Post # 31
Sunshine09 : just wanted to say, I feel you. My dh has been out of work for a little over a year now and it’s getting….brutal. He is 50 years old, first time unemployed EVER, and prospects are DRY round these parts. Meanwhile, I’m 6 months into my 3rd new job in that same time frame…killing myself climbing the professional ladder so I can keep it all together financially. Primarily, single-handedly parenting 3 teens. Never ever did I EVER ONCE consider in this lifetime I’d be the sole breadwinner, head of household to a family of 5. It sucks. I bet I’ve started writing your thread 100 times over the last year, but I’ve stopped myself because, I dunno.
Best of luck to you. I understand all of your feelings, from what you’ve written. I hope everything smoothes out soon!
Post # 32
Oh gosh, I hope he is able to find something soon!! After reading all these posts, I can’t imagine how hard it must be to be the sole provider, especially if you have kids!!

Natural language descriptions of regions:
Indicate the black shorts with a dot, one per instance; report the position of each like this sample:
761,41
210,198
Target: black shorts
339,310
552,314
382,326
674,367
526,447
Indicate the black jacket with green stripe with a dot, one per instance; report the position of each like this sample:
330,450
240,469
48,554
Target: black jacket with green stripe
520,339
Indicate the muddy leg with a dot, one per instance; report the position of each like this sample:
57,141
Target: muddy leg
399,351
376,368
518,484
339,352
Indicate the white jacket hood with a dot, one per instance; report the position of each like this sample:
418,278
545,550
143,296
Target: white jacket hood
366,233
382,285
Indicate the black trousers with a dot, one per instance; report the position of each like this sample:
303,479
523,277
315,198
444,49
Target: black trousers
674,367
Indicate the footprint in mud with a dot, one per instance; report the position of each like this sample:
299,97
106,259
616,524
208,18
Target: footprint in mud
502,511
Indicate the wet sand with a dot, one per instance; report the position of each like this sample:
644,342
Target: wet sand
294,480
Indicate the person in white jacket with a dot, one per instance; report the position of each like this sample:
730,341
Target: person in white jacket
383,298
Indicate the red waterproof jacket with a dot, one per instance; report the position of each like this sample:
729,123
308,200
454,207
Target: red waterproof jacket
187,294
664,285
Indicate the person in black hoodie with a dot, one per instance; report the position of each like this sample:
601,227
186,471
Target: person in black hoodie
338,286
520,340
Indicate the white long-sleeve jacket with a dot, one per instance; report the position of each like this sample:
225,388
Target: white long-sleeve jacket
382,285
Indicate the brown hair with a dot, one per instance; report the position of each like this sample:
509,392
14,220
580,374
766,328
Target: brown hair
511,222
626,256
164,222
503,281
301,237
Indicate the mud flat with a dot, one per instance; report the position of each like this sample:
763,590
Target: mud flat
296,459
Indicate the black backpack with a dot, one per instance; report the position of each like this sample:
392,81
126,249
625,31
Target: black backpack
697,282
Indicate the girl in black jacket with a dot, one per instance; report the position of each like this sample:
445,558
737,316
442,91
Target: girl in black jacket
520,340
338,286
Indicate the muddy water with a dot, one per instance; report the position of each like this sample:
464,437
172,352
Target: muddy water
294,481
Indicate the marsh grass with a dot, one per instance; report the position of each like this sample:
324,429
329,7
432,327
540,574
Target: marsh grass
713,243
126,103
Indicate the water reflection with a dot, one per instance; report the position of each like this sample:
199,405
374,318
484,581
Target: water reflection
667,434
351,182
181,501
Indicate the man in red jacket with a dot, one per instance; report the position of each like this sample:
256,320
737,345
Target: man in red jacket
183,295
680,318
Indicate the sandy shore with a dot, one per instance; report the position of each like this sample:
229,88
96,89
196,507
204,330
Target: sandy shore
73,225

## TASK INSTRUCTIONS:
1: In the forum posts, how old is the husband described in post 31?
2: Summarize the forum posts in two sentences.
3: Continue the forum posts about being a family's sole provider from the point where they stop.
The rows have no connection to the forum posts.

## ANSWERS TO EACH TASK:
1: He is 50 years old.

2: In post 31, the writer tells Sunshine09 that their husband, who is 50 and unemployed for the first time, has been out of work for a little over a year, while the writer, six months into a third new job, has become the sole breadwinner for a family of five and is mostly parenting three teens alone. Post 32 hopes he finds something soon and says it must be hard to be the sole provider, especially with kids.

3:
I am in your husband’s situation; I started applying for jobs in JANUARY and haven’t found anything yet (though I did have a job till June). It has only been 3 months, but it feels so much longer. I get depressed every time I get a rejection letter or fail an interview, but my Fiance has been so supportive! I do more than my fair share around the house though and cook and clean but it is so terribly boring to not have any work to do. We didn’t get in any fights about it; he has just been very comforting and supportive. I found a part-time job in the mean time and then interviews came pouring in and now it is actually difficult for me to keep pulling out of my PTJ to go to these interviews. Maybe your husband can find a part-time job while is is applying? It has been so much more stress free for me knowing that I am making a little pocket money and know that I have something to fall back to even if it isn’t much. It also keeps me from going crazy staying cooped up in the house. I’m sure it’d be beneficial for him, too!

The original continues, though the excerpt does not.